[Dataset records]
■ ■ ■ ■ ■ ■ ■

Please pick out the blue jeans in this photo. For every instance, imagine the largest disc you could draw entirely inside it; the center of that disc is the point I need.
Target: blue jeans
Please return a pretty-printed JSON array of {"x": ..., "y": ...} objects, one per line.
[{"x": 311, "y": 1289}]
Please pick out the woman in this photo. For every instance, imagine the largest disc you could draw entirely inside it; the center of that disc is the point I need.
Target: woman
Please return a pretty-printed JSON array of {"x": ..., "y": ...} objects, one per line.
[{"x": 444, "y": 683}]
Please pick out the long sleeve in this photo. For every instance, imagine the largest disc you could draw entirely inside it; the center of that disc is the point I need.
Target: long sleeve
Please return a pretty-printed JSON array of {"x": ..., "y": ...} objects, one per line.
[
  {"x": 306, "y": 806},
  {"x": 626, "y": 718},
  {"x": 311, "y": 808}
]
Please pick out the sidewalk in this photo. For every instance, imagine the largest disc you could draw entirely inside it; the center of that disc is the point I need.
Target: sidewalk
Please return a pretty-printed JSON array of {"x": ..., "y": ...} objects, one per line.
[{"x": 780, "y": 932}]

■ ■ ■ ■ ■ ■ ■

▶ _To do_
Copy every entry above word for word.

▶ _Completed task_
Please pick out the blue jeans in this photo. For every instance, imagine the largest disc you could draw entirely inside it; the center of that disc is the point I need.
Target: blue jeans
Please return a pretty-printed JSON array of {"x": ..., "y": ...} objects, one per line.
[{"x": 311, "y": 1289}]
Please pick out the woman in this photo. For every instance, imagine the largest disc you could draw entirely inside it; the center of that disc is the point I need.
Target: woman
Please return a pretty-printed JSON array of {"x": ..., "y": ...} objects, one per line.
[{"x": 444, "y": 683}]
Please pick out the long sleeve in this photo. For every instance, imagine the largest disc you could draw entirely inside it; the center of that disc is the point I need.
Target: long sleeve
Please return a pretty-printed JSON array of {"x": ..., "y": ...} objects, one per line.
[
  {"x": 306, "y": 806},
  {"x": 626, "y": 718},
  {"x": 311, "y": 808}
]
Please pick out the sidewalk in this photo. For every instance, imagine the largest disc you could draw entirely inside it; the center of that disc is the point I need.
Target: sidewalk
Please return a pretty-printed JSON array of {"x": ..., "y": ...} objects, one per line.
[{"x": 780, "y": 932}]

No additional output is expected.